■ TASK
Type out the records that follow, exactly as given.

■ Annotation dataset entries
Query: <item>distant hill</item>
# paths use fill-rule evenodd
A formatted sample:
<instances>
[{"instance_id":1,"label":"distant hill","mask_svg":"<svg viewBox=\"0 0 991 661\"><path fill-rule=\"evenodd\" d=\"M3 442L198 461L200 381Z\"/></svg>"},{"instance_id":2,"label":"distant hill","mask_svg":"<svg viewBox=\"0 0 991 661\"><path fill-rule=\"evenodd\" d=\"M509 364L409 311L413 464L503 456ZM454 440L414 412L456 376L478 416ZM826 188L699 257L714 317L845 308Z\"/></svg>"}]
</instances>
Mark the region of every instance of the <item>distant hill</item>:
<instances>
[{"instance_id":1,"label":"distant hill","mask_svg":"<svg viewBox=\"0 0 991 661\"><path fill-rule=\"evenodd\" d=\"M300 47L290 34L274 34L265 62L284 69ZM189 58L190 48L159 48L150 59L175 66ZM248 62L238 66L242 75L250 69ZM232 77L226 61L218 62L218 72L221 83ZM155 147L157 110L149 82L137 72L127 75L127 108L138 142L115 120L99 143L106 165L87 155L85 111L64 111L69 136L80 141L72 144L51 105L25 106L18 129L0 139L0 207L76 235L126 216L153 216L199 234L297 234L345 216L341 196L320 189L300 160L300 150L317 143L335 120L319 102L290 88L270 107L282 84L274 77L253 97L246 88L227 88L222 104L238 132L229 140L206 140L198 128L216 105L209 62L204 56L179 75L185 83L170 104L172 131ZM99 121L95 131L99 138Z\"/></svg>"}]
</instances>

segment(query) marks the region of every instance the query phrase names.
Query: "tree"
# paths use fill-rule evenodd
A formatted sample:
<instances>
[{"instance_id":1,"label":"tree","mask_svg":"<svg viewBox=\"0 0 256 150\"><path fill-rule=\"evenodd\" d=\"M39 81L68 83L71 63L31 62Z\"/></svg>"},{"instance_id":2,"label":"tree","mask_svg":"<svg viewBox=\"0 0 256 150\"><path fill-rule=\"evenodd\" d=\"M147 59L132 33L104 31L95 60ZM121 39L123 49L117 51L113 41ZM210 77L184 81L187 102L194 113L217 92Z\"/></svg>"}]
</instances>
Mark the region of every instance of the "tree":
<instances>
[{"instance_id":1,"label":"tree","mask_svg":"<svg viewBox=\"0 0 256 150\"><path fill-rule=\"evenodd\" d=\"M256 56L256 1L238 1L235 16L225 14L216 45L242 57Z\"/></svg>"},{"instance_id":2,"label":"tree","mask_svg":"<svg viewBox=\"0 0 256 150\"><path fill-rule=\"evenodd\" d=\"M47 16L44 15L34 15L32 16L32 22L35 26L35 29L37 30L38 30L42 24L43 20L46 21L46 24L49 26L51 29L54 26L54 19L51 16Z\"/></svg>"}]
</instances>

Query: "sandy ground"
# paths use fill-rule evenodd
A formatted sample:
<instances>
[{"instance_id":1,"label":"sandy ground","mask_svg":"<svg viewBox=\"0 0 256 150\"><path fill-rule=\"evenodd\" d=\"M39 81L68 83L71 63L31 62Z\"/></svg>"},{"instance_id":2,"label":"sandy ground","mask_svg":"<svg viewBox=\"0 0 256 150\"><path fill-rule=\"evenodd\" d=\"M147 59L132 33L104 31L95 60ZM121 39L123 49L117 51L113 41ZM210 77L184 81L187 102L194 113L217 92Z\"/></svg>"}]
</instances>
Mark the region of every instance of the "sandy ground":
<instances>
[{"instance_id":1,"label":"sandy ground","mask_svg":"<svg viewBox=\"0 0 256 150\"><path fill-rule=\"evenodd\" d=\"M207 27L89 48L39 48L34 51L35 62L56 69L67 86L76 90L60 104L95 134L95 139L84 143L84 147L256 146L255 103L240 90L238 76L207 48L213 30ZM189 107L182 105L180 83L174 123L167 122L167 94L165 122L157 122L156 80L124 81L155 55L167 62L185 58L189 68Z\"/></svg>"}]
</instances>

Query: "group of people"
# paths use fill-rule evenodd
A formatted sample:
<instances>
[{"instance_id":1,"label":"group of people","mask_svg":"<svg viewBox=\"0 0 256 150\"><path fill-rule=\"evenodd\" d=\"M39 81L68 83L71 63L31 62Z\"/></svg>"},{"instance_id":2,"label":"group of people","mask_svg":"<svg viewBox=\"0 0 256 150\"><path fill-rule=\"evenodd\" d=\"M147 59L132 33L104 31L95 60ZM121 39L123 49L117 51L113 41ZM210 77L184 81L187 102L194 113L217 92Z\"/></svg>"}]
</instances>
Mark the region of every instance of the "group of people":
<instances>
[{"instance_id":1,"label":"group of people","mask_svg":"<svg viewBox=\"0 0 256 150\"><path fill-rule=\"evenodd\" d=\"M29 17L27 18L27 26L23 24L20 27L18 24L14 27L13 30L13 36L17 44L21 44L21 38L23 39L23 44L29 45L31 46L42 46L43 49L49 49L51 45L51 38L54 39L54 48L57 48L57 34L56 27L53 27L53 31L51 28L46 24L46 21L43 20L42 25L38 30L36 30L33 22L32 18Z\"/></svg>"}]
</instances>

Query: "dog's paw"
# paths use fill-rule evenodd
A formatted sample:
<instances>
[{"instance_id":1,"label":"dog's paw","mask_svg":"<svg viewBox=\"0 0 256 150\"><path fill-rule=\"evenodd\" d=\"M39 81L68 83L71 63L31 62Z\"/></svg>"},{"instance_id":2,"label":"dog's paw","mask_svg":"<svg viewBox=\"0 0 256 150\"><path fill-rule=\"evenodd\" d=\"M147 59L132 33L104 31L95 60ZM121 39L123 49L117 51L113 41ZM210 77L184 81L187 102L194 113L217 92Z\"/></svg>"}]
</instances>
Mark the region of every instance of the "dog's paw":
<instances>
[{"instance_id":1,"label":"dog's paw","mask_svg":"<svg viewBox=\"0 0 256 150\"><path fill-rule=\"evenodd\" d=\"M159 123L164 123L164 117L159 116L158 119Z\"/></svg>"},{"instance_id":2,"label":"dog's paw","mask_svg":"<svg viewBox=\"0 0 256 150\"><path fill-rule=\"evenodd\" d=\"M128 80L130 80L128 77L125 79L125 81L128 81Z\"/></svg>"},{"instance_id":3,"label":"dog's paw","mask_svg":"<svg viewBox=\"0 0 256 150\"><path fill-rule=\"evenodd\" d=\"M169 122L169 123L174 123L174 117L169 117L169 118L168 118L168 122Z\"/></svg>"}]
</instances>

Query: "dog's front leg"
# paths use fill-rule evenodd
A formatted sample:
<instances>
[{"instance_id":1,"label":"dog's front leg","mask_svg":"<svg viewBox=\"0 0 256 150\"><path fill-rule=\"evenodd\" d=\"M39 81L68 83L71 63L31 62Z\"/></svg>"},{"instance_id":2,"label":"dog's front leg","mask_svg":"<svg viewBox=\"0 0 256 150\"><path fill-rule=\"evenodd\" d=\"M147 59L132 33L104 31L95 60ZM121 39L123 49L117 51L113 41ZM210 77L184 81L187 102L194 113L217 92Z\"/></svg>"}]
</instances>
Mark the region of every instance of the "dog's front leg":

■ FULL RESPONSE
Query: <item>distant hill</item>
# paths use fill-rule evenodd
A formatted sample:
<instances>
[{"instance_id":1,"label":"distant hill","mask_svg":"<svg viewBox=\"0 0 991 661\"><path fill-rule=\"evenodd\" d=\"M3 442L198 461L200 381Z\"/></svg>"},{"instance_id":2,"label":"distant hill","mask_svg":"<svg viewBox=\"0 0 991 661\"><path fill-rule=\"evenodd\" d=\"M509 364L409 311L413 464L503 456ZM454 440L414 412L456 376L478 416ZM826 188L699 257L714 317L845 308Z\"/></svg>"}]
</instances>
Mark the region of every instance of the <item>distant hill</item>:
<instances>
[{"instance_id":1,"label":"distant hill","mask_svg":"<svg viewBox=\"0 0 991 661\"><path fill-rule=\"evenodd\" d=\"M300 47L290 34L274 34L265 62L284 69ZM189 58L190 48L159 48L150 59L175 66ZM248 62L238 66L242 75L250 69ZM232 77L226 61L218 62L218 72L221 83ZM155 147L157 110L149 82L137 72L127 75L127 108L138 142L115 120L99 143L106 165L87 155L85 111L64 111L69 136L80 141L72 144L51 105L25 106L18 129L0 139L0 207L76 235L126 216L153 216L199 234L297 234L345 216L341 196L320 189L300 160L300 150L317 143L335 120L319 102L290 88L270 107L282 84L274 77L253 97L246 88L227 88L222 104L238 132L229 140L206 140L198 128L216 105L209 62L204 56L179 75L185 83L170 104L172 131ZM99 121L95 131L99 138Z\"/></svg>"}]
</instances>

segment(query) marks the region of every instance the query phrase names.
Query: "tree"
# paths use fill-rule evenodd
A formatted sample:
<instances>
[{"instance_id":1,"label":"tree","mask_svg":"<svg viewBox=\"0 0 256 150\"><path fill-rule=\"evenodd\" d=\"M39 81L68 83L71 63L31 62Z\"/></svg>"},{"instance_id":2,"label":"tree","mask_svg":"<svg viewBox=\"0 0 256 150\"><path fill-rule=\"evenodd\" d=\"M147 59L132 33L104 31L95 60ZM121 39L123 49L117 51L113 41ZM210 77L184 81L187 102L194 113L217 92Z\"/></svg>"}]
</instances>
Mark the region of every instance of the "tree":
<instances>
[{"instance_id":1,"label":"tree","mask_svg":"<svg viewBox=\"0 0 256 150\"><path fill-rule=\"evenodd\" d=\"M256 56L256 1L238 1L235 16L225 14L216 45L242 57Z\"/></svg>"},{"instance_id":2,"label":"tree","mask_svg":"<svg viewBox=\"0 0 256 150\"><path fill-rule=\"evenodd\" d=\"M47 16L44 15L34 15L32 16L32 22L35 26L35 29L37 30L38 30L42 24L43 20L46 21L46 24L49 26L51 29L54 26L54 19L51 16Z\"/></svg>"}]
</instances>

Query: "sandy ground"
# paths use fill-rule evenodd
A formatted sample:
<instances>
[{"instance_id":1,"label":"sandy ground","mask_svg":"<svg viewBox=\"0 0 256 150\"><path fill-rule=\"evenodd\" d=\"M39 81L68 83L71 63L31 62Z\"/></svg>"},{"instance_id":2,"label":"sandy ground","mask_svg":"<svg viewBox=\"0 0 256 150\"><path fill-rule=\"evenodd\" d=\"M147 59L132 33L104 31L95 60ZM121 39L123 49L117 51L113 41ZM210 77L184 81L187 102L194 113L217 92Z\"/></svg>"}]
</instances>
Mark the region of every instance of the "sandy ground":
<instances>
[{"instance_id":1,"label":"sandy ground","mask_svg":"<svg viewBox=\"0 0 256 150\"><path fill-rule=\"evenodd\" d=\"M207 27L89 48L39 48L34 51L35 62L56 69L67 86L76 90L60 104L95 134L95 139L84 143L84 147L256 146L255 103L240 90L238 76L207 48L213 30ZM189 107L182 105L180 83L174 123L167 122L167 94L165 122L157 122L156 80L124 81L155 55L167 62L185 58L189 68Z\"/></svg>"}]
</instances>

Query: "group of people"
# paths use fill-rule evenodd
A formatted sample:
<instances>
[{"instance_id":1,"label":"group of people","mask_svg":"<svg viewBox=\"0 0 256 150\"><path fill-rule=\"evenodd\" d=\"M39 81L68 83L71 63L31 62Z\"/></svg>"},{"instance_id":2,"label":"group of people","mask_svg":"<svg viewBox=\"0 0 256 150\"><path fill-rule=\"evenodd\" d=\"M147 59L132 33L104 31L95 60ZM121 39L123 49L117 51L113 41ZM210 77L184 81L187 102L194 113L217 92Z\"/></svg>"}]
</instances>
Mark the region of every instance of the "group of people":
<instances>
[{"instance_id":1,"label":"group of people","mask_svg":"<svg viewBox=\"0 0 256 150\"><path fill-rule=\"evenodd\" d=\"M29 17L27 18L27 26L23 24L20 27L18 24L14 27L13 30L13 36L17 44L21 44L21 38L23 39L23 44L29 45L31 46L42 46L43 49L49 49L51 45L51 38L54 39L54 48L57 48L57 34L56 27L53 27L53 31L51 28L46 24L46 21L43 20L42 25L38 30L36 30L33 22L32 18Z\"/></svg>"}]
</instances>

Query: "dog's paw"
# paths use fill-rule evenodd
A formatted sample:
<instances>
[{"instance_id":1,"label":"dog's paw","mask_svg":"<svg viewBox=\"0 0 256 150\"><path fill-rule=\"evenodd\" d=\"M39 81L68 83L71 63L31 62Z\"/></svg>"},{"instance_id":2,"label":"dog's paw","mask_svg":"<svg viewBox=\"0 0 256 150\"><path fill-rule=\"evenodd\" d=\"M147 59L132 33L104 31L95 60ZM121 39L123 49L117 51L113 41ZM210 77L184 81L187 102L194 113L217 92Z\"/></svg>"}]
</instances>
Mark the region of every instance of the "dog's paw":
<instances>
[{"instance_id":1,"label":"dog's paw","mask_svg":"<svg viewBox=\"0 0 256 150\"><path fill-rule=\"evenodd\" d=\"M159 123L164 123L164 117L159 116L158 119Z\"/></svg>"},{"instance_id":2,"label":"dog's paw","mask_svg":"<svg viewBox=\"0 0 256 150\"><path fill-rule=\"evenodd\" d=\"M128 80L130 80L128 77L125 79L125 81L128 81Z\"/></svg>"},{"instance_id":3,"label":"dog's paw","mask_svg":"<svg viewBox=\"0 0 256 150\"><path fill-rule=\"evenodd\" d=\"M169 122L169 123L174 123L174 117L169 117L169 118L168 118L168 122Z\"/></svg>"}]
</instances>

Query: "dog's front leg"
# paths use fill-rule evenodd
A formatted sample:
<instances>
[{"instance_id":1,"label":"dog's front leg","mask_svg":"<svg viewBox=\"0 0 256 150\"><path fill-rule=\"evenodd\" d=\"M39 81L68 83L71 63L31 62Z\"/></svg>"},{"instance_id":2,"label":"dog's front leg","mask_svg":"<svg viewBox=\"0 0 256 150\"><path fill-rule=\"evenodd\" d=\"M147 59L132 33L104 31L95 60ZM121 39L123 49L117 51L113 41ZM210 77L184 81L187 102L194 113L217 92Z\"/></svg>"}]
</instances>
Mark the region of every instance of the "dog's front leg":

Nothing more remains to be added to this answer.